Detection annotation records
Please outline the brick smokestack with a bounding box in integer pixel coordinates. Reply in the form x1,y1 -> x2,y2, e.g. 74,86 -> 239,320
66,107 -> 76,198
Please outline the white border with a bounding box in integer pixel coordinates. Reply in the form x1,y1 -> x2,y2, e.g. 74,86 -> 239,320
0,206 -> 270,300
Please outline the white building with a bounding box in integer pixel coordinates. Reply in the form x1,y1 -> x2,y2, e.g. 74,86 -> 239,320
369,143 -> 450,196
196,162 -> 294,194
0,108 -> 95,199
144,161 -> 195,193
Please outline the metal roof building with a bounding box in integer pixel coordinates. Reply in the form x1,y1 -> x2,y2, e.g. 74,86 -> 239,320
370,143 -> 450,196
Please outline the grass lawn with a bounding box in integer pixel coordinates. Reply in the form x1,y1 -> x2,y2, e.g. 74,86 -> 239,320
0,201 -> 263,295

WORK TO COMPLETE
Put the stretch of lines above, from the one containing "Please outline the white border" through the one containing "0,206 -> 270,300", into a Markdown table with the columns Row and Line, skipping any blank lines.

EXPECTED OUTPUT
| Row | Line |
|---|---|
| 1 | Please outline the white border with a bounding box in integer pixel coordinates. Reply in the form x1,y1 -> x2,y2, e.g. 74,86 -> 239,320 |
| 2 | 0,206 -> 270,300 |